BEGIN
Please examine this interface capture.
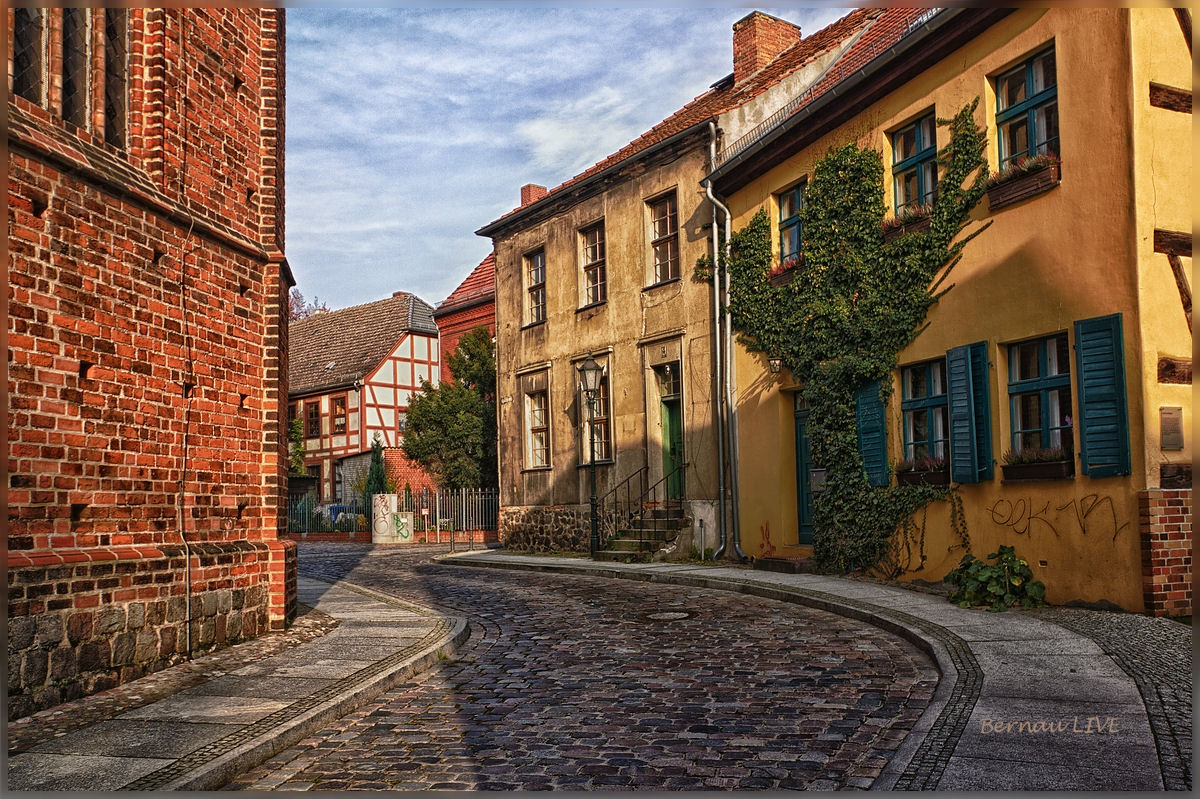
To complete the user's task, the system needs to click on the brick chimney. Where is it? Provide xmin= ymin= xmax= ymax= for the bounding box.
xmin=520 ymin=184 xmax=548 ymax=207
xmin=733 ymin=12 xmax=801 ymax=85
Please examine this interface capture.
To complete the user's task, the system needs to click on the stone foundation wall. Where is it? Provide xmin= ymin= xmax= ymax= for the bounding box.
xmin=7 ymin=541 xmax=288 ymax=721
xmin=499 ymin=505 xmax=591 ymax=553
xmin=1139 ymin=488 xmax=1192 ymax=617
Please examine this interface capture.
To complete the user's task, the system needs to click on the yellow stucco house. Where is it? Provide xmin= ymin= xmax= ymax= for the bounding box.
xmin=705 ymin=7 xmax=1191 ymax=614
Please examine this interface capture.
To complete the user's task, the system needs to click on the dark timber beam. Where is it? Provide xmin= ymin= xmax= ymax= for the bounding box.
xmin=1150 ymin=82 xmax=1192 ymax=113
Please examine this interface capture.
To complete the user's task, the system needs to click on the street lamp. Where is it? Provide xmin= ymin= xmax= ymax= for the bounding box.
xmin=578 ymin=353 xmax=603 ymax=557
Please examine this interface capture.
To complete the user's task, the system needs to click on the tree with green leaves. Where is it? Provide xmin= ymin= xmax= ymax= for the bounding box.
xmin=288 ymin=417 xmax=307 ymax=475
xmin=402 ymin=326 xmax=498 ymax=489
xmin=362 ymin=435 xmax=389 ymax=522
xmin=726 ymin=101 xmax=990 ymax=573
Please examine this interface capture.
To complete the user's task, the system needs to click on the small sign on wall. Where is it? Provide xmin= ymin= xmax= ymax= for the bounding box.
xmin=1160 ymin=406 xmax=1184 ymax=450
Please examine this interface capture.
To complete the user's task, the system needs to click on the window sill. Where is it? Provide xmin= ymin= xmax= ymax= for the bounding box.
xmin=576 ymin=460 xmax=615 ymax=469
xmin=643 ymin=277 xmax=681 ymax=292
xmin=576 ymin=301 xmax=607 ymax=314
xmin=521 ymin=320 xmax=546 ymax=331
xmin=521 ymin=466 xmax=553 ymax=474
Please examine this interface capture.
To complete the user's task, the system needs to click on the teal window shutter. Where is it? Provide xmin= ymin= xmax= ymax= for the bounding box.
xmin=1074 ymin=314 xmax=1130 ymax=477
xmin=946 ymin=345 xmax=978 ymax=482
xmin=855 ymin=380 xmax=888 ymax=487
xmin=947 ymin=342 xmax=993 ymax=482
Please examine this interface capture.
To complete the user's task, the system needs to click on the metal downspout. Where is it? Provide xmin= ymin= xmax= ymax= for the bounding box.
xmin=705 ymin=122 xmax=728 ymax=561
xmin=703 ymin=146 xmax=745 ymax=562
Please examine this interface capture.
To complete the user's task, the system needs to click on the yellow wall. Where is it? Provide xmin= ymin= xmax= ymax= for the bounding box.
xmin=725 ymin=8 xmax=1191 ymax=610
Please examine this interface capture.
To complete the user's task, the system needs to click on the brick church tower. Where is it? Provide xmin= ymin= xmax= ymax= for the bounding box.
xmin=7 ymin=8 xmax=297 ymax=718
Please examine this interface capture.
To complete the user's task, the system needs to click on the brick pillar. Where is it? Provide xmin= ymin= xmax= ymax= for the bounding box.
xmin=1138 ymin=488 xmax=1193 ymax=616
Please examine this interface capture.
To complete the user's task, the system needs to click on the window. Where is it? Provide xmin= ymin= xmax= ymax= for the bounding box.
xmin=287 ymin=402 xmax=297 ymax=424
xmin=526 ymin=391 xmax=550 ymax=468
xmin=893 ymin=112 xmax=938 ymax=211
xmin=649 ymin=193 xmax=679 ymax=283
xmin=12 ymin=9 xmax=46 ymax=105
xmin=526 ymin=249 xmax=546 ymax=325
xmin=306 ymin=401 xmax=321 ymax=438
xmin=1007 ymin=333 xmax=1073 ymax=459
xmin=778 ymin=183 xmax=805 ymax=266
xmin=581 ymin=373 xmax=612 ymax=463
xmin=306 ymin=464 xmax=321 ymax=502
xmin=331 ymin=396 xmax=347 ymax=434
xmin=333 ymin=461 xmax=343 ymax=503
xmin=581 ymin=223 xmax=606 ymax=306
xmin=10 ymin=9 xmax=128 ymax=148
xmin=397 ymin=411 xmax=408 ymax=435
xmin=996 ymin=48 xmax=1058 ymax=169
xmin=901 ymin=360 xmax=947 ymax=461
xmin=103 ymin=10 xmax=128 ymax=149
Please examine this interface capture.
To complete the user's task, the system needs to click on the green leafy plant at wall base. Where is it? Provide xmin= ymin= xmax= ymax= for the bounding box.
xmin=725 ymin=101 xmax=991 ymax=573
xmin=945 ymin=545 xmax=1047 ymax=610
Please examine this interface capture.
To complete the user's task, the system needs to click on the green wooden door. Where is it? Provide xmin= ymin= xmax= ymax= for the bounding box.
xmin=794 ymin=397 xmax=813 ymax=545
xmin=661 ymin=397 xmax=684 ymax=500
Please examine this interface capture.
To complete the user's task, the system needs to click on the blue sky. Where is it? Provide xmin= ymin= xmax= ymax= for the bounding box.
xmin=285 ymin=4 xmax=853 ymax=311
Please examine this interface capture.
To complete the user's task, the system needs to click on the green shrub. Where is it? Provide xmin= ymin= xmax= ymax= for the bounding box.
END
● WHAT THE TASK ASKS
What the answer needs is every record above, exactly as written, and no pictures.

● ANSWER BOX
Please examine this interface capture.
To complete the user's task, the system needs to click on the brick chimney. Where is it? Provide xmin= ymin= xmax= ymax= for the bounding box.
xmin=520 ymin=184 xmax=548 ymax=207
xmin=733 ymin=12 xmax=801 ymax=85
Please examine this interface capture.
To complete the user's task, the system needs to click on the stone foundation wall. Where is it? Provide xmin= ymin= xmax= ymax= for the bounding box.
xmin=7 ymin=541 xmax=288 ymax=721
xmin=499 ymin=505 xmax=591 ymax=553
xmin=1139 ymin=488 xmax=1192 ymax=617
Please examine this interface capture.
To complete the user's task, the system needs to click on the yellow stucco house. Where is it? Provide xmin= ymin= xmax= ymax= for the bounding box.
xmin=705 ymin=7 xmax=1191 ymax=614
Please examine this interface capture.
To complete the user's task, the system needs to click on the dark timber beam. Where is it? Provide xmin= ymin= xmax= ymax= for the bounding box.
xmin=1150 ymin=82 xmax=1192 ymax=113
Please examine this interface capture.
To complete the user's task, the system needs to click on the street lamp. Where is it? Provide xmin= ymin= xmax= ymax= for the bounding box.
xmin=578 ymin=353 xmax=603 ymax=557
Please examine this interface capture.
To complete the user's task, the system needs to click on the tree with green leaves. Where is it? Provide xmin= ymin= xmax= ymax= for the bounding box.
xmin=288 ymin=417 xmax=307 ymax=475
xmin=402 ymin=326 xmax=498 ymax=489
xmin=362 ymin=435 xmax=389 ymax=522
xmin=726 ymin=101 xmax=990 ymax=573
Please examine this interface capture.
To complete the user's task, the system needs to click on the small sign on wall. Where is it? Provide xmin= ymin= xmax= ymax= for the bounding box.
xmin=1160 ymin=406 xmax=1184 ymax=450
Please examine this interface capture.
To complete the user's task, the system needs to click on the window sill. Where is it? Provide xmin= ymin= xmax= ymax= for the bounding box.
xmin=576 ymin=460 xmax=615 ymax=469
xmin=643 ymin=277 xmax=681 ymax=292
xmin=576 ymin=301 xmax=607 ymax=314
xmin=521 ymin=320 xmax=546 ymax=331
xmin=521 ymin=466 xmax=553 ymax=474
Please examine this interface capture.
To complete the user's task, the system needs to click on the teal window shutter. Where is it? Provide xmin= ymin= xmax= ymax= for the bounding box.
xmin=1074 ymin=314 xmax=1130 ymax=477
xmin=946 ymin=345 xmax=978 ymax=482
xmin=855 ymin=380 xmax=888 ymax=487
xmin=947 ymin=342 xmax=993 ymax=482
Please examine this interface capture.
To complete the user's task, the system needs to click on the metal downspout. Where is it? Provide xmin= ymin= xmax= ymax= for the bounding box.
xmin=705 ymin=122 xmax=728 ymax=561
xmin=703 ymin=146 xmax=745 ymax=562
Please examine this interface capture.
To complete the user's task, the system needs to click on the yellow wall. Where is it? Provide xmin= ymin= xmax= ymax= for the bounding box.
xmin=725 ymin=8 xmax=1191 ymax=610
Please examine this interface capture.
To complete the user's task, the system needs to click on the brick church tower. Where is it? Provide xmin= ymin= xmax= ymax= for the bounding box.
xmin=7 ymin=8 xmax=297 ymax=718
Please examine this interface capture.
To complete the user's task, the system needs to click on the brick pillar. Where is it? Provide xmin= ymin= xmax= ymax= for the bounding box.
xmin=1138 ymin=488 xmax=1193 ymax=616
Please examine this interface capture.
To complete the user's task, the system needs to click on the window. Where is it? Provide xmin= ymin= xmax= ymax= for the bounding box.
xmin=287 ymin=402 xmax=297 ymax=424
xmin=526 ymin=391 xmax=550 ymax=468
xmin=893 ymin=112 xmax=938 ymax=211
xmin=649 ymin=193 xmax=679 ymax=283
xmin=12 ymin=9 xmax=46 ymax=105
xmin=526 ymin=249 xmax=546 ymax=325
xmin=306 ymin=401 xmax=321 ymax=438
xmin=1007 ymin=333 xmax=1073 ymax=459
xmin=778 ymin=183 xmax=805 ymax=266
xmin=581 ymin=373 xmax=612 ymax=463
xmin=306 ymin=464 xmax=321 ymax=502
xmin=331 ymin=396 xmax=347 ymax=434
xmin=333 ymin=461 xmax=343 ymax=503
xmin=581 ymin=223 xmax=606 ymax=306
xmin=10 ymin=9 xmax=128 ymax=148
xmin=397 ymin=411 xmax=408 ymax=435
xmin=996 ymin=48 xmax=1058 ymax=169
xmin=901 ymin=360 xmax=947 ymax=461
xmin=103 ymin=10 xmax=128 ymax=149
Please examine this interface capture.
To complete the user's task, the system needs to click on the green leafy plant at wall base. Where is it? Provide xmin= ymin= xmax= ymax= for the bounding box.
xmin=725 ymin=101 xmax=991 ymax=573
xmin=945 ymin=545 xmax=1047 ymax=610
Please examine this interface capture.
To complete the user's task, the system needs to click on the green wooden door. Where is it? Provide xmin= ymin= xmax= ymax= for the bounding box.
xmin=794 ymin=397 xmax=813 ymax=545
xmin=661 ymin=397 xmax=684 ymax=500
Please examine this interface capture.
To complete the user's task, the system needs to click on the blue sky. Where is it? Provide xmin= ymin= xmax= ymax= for the bounding box.
xmin=285 ymin=4 xmax=853 ymax=311
Please examine this interface capture.
To complete the user's task, the system needs to click on the green shrub. Where is it? Provide xmin= ymin= xmax= ymax= for the bounding box.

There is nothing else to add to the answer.